● **Provided text**
▬▬▬▬▬▬▬▬▬▬

Shedding light on this, Andy Fajar Handika, CEO and Co-founder of decentralized Bitcoin mining pool Loka Mining, told Cryptonews that Runes enables use cases such as memes since it’s a fungible token protocol on Bitcoin.
“Bitcoin’s primary use case as a store of value i.e. investing – has been on the far left of the spectrum, and Runes brings users from the far right of the spectrum to Bitcoin,” said Handika.
This is a typical Bitcoin block since the halving: Runes are orange, ordinary transfers are the rest 😳
Bitcoin has completely ceased to be an “Electronic Cash System”: it barely processes 0.5 monetary transactions per second, and people pay $100+ for that 💸 pic.twitter.com/vdjlOpgvom
— Nikita Zhavoronkov (@nikzh) April 24, 2024
McAvity pointed out that he is aware of the skepticism toward Runes.

▬▬▬▬▬▬▬▬▬▬

● **Extracted records**
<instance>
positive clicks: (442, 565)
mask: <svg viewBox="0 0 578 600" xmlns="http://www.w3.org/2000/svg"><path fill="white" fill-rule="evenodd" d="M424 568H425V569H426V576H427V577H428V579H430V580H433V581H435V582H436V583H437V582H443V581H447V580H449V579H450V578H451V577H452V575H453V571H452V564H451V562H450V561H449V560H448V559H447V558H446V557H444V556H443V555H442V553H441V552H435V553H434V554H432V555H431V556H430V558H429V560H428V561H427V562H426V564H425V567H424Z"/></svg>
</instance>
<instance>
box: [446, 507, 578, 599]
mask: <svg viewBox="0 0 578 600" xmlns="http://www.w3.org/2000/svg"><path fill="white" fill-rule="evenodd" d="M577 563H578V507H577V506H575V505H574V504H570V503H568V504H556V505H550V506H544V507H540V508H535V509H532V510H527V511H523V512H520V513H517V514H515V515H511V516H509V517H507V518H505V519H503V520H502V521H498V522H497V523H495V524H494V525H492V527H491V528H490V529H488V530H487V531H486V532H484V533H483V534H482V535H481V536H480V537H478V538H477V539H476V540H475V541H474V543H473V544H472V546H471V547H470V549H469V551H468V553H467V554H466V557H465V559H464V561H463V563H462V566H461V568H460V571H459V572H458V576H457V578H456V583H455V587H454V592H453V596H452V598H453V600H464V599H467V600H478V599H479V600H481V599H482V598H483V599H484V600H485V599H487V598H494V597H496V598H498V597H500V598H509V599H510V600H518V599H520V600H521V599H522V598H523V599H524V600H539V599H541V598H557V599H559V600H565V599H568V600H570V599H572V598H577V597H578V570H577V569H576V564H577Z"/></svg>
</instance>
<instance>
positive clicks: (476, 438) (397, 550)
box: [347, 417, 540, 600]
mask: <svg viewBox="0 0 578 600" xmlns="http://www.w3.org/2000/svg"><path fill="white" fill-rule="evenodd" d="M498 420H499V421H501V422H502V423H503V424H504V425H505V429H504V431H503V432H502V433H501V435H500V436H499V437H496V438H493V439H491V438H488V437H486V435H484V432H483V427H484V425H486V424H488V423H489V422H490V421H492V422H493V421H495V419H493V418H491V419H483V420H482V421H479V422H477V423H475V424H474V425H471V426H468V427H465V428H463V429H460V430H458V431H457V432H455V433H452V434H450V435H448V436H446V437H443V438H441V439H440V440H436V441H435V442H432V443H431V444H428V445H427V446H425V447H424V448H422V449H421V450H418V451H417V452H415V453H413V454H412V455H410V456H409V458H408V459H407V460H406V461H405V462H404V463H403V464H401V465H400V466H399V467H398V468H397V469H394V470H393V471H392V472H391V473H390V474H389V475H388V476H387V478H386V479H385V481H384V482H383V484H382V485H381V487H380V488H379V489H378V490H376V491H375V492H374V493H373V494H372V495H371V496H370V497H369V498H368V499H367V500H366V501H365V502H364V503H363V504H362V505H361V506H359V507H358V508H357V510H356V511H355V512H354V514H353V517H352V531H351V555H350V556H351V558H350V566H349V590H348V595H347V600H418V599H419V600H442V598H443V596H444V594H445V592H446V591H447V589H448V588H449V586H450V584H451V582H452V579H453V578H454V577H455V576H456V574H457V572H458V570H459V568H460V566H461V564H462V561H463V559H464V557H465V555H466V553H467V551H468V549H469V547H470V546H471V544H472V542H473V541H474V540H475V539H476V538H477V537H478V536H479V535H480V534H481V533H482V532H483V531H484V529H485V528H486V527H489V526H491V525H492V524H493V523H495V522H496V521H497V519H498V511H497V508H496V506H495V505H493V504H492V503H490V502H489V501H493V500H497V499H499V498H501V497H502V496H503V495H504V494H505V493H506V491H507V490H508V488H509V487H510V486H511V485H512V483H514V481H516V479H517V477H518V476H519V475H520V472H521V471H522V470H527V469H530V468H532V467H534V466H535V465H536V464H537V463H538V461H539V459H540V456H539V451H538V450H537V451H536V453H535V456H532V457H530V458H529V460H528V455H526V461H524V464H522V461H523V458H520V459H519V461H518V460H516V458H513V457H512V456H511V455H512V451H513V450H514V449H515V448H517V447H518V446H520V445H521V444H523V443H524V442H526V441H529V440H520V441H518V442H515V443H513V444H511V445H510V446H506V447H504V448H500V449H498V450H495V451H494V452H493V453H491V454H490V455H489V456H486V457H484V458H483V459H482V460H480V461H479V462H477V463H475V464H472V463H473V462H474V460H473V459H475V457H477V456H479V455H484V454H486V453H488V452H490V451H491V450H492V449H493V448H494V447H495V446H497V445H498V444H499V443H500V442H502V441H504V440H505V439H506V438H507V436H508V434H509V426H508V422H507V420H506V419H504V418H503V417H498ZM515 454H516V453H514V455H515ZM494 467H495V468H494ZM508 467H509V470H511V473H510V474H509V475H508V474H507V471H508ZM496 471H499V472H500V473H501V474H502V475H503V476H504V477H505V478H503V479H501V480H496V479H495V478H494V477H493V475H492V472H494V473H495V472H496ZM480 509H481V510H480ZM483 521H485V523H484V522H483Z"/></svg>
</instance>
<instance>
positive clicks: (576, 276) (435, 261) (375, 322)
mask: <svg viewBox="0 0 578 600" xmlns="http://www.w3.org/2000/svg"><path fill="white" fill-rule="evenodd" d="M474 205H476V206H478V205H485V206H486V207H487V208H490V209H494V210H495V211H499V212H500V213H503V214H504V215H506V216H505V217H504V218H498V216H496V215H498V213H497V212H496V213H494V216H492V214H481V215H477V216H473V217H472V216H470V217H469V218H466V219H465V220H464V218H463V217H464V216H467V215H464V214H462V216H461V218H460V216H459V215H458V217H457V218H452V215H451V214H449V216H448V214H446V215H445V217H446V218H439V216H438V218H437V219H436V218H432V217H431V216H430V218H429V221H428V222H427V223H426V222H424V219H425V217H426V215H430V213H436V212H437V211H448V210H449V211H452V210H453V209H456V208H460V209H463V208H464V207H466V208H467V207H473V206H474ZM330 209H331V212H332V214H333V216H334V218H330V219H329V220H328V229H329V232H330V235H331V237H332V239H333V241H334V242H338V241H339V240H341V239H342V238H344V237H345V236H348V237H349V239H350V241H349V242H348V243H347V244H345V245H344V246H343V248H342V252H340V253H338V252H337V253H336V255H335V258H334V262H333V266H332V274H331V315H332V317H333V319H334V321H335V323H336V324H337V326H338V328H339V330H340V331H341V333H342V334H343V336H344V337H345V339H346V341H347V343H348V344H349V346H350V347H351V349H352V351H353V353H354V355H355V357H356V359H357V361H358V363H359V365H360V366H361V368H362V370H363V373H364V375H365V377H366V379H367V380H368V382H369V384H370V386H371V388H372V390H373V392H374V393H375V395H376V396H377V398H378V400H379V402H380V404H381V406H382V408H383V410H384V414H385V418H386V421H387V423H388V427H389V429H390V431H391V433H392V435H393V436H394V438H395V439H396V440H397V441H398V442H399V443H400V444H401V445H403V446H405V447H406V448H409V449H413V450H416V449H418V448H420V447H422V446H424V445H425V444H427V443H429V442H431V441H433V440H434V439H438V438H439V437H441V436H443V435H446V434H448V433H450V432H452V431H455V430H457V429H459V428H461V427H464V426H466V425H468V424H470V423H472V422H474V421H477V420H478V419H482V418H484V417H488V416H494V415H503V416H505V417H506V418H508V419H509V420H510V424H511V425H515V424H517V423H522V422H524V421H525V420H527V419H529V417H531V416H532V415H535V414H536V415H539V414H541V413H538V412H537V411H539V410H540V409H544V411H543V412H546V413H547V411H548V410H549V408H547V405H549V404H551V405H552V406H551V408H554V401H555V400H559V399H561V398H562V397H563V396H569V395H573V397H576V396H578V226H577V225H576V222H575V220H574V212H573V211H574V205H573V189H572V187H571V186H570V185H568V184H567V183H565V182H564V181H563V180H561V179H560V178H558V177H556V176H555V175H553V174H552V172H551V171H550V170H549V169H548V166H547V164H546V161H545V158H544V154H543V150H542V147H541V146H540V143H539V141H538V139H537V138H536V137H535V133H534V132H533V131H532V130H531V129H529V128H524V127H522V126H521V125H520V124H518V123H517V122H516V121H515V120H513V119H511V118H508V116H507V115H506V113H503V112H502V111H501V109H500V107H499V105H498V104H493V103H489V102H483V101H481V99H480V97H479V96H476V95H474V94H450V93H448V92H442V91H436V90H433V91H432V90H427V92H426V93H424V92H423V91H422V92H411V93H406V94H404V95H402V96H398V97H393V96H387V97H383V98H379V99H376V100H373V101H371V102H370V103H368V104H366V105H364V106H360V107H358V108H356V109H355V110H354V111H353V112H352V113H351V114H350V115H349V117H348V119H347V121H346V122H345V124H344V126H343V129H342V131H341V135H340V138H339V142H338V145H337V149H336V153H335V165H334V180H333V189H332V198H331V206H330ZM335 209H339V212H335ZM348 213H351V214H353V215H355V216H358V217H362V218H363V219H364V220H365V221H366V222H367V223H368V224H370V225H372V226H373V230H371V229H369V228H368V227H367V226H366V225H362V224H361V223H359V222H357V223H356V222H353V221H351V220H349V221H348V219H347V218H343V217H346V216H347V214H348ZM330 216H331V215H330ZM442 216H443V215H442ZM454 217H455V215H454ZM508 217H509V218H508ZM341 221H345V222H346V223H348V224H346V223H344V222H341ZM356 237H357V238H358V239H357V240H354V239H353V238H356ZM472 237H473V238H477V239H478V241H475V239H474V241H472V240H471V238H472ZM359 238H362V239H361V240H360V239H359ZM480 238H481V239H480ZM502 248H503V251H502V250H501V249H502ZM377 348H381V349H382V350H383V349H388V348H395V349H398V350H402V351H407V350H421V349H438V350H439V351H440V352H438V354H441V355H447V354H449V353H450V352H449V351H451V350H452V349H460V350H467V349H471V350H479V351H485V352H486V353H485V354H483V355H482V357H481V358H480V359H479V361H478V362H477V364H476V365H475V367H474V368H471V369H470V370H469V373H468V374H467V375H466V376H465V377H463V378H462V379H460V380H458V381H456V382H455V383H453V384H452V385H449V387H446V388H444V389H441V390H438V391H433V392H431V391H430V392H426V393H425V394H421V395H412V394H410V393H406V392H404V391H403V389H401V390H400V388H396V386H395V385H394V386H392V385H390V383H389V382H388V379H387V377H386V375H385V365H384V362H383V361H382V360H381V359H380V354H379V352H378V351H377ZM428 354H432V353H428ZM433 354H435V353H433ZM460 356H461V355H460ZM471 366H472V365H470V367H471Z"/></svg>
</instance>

▬▬▬▬▬▬▬▬▬▬

● **Brief 1**
Quote the stretch of the Runes excerpt from "Shedding light on" through "skepticism toward Runes.".
● **Brief 2**
Answer from the Runes excerpt:
(a) What positions does Andy Fajar Handika hold at Loka Mining?
(b) According to the post, about how many monetary transactions per second does Bitcoin barely process?
(c) On what date was that post made?
Draw only on the Runes excerpt.

● **Answer 1**
Shedding light on this, Andy Fajar Handika, CEO and Co-founder of decentralized Bitcoin mining pool Loka Mining, told Cryptonews that Runes enables use cases such as memes since it’s a fungible token protocol on Bitcoin.
“Bitcoin’s primary use case as a store of value i.e. investing – has been on the far left of the spectrum, and Runes brings users from the far right of the spectrum to Bitcoin,” said Handika.
This is a typical Bitcoin block since the halving: Runes are orange, ordinary transfers are the rest 😳
Bitcoin has completely ceased to be an “Electronic Cash System”: it barely processes 0.5 monetary transactions per second, and people pay $100+ for that 💸 pic.twitter.com/vdjlOpgvom
— Nikita Zhavoronkov (@nikzh) April 24, 2024
McAvity pointed out that he is aware of the skepticism toward Runes.

● **Answer 2**
(a) CEO and Co-founder
(b) 0.5
(c) April 24, 2024